| EXTRACTED ENTRIES |
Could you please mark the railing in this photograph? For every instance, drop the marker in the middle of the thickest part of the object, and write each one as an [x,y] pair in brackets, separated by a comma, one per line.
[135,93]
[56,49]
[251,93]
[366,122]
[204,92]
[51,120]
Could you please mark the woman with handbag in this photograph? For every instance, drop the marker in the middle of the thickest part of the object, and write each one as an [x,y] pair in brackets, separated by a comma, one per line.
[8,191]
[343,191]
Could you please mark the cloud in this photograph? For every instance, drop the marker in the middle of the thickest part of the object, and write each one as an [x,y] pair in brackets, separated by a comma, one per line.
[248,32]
--
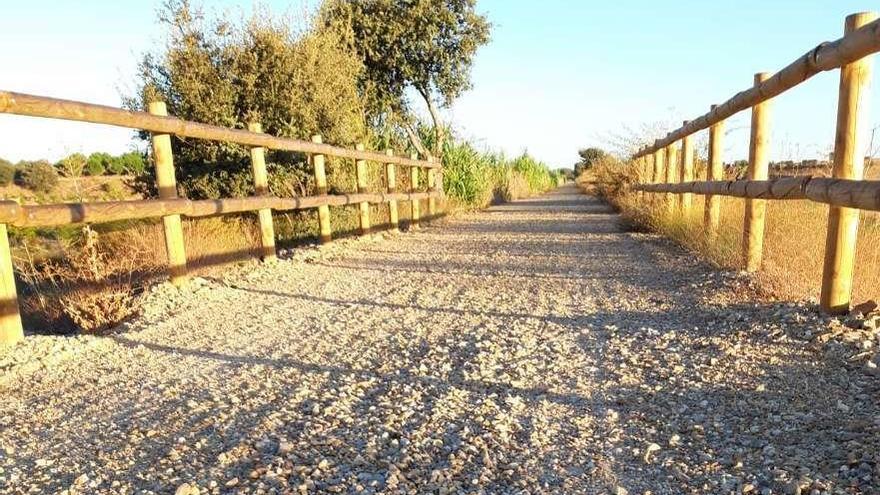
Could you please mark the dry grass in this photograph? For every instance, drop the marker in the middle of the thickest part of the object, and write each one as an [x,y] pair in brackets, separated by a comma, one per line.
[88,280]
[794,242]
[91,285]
==
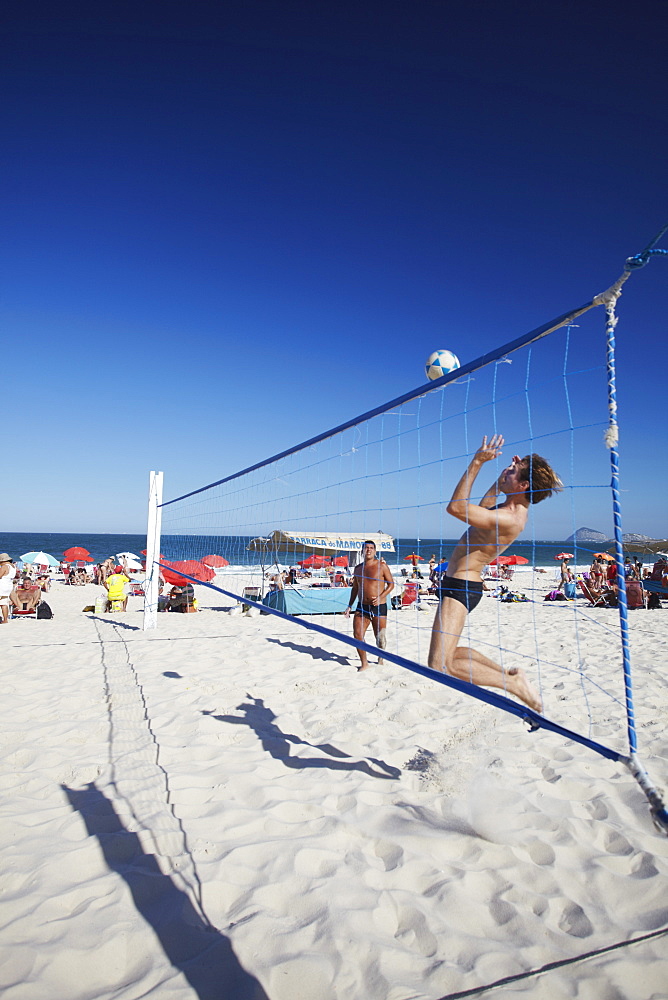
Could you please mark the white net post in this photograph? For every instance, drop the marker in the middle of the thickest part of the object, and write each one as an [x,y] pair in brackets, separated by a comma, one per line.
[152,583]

| WHAT THE TASK REQUIRES |
From the data above, pull out every line containing the word "with" and copy each one in full.

| PROBLEM SOLUTION |
Could you please mark the woman with handbag in this photograph? For every instance, drop the marker in the middle of the thickest part of the object, and write each one as an [x,y] pair in brackets, separated by a comma, one per line.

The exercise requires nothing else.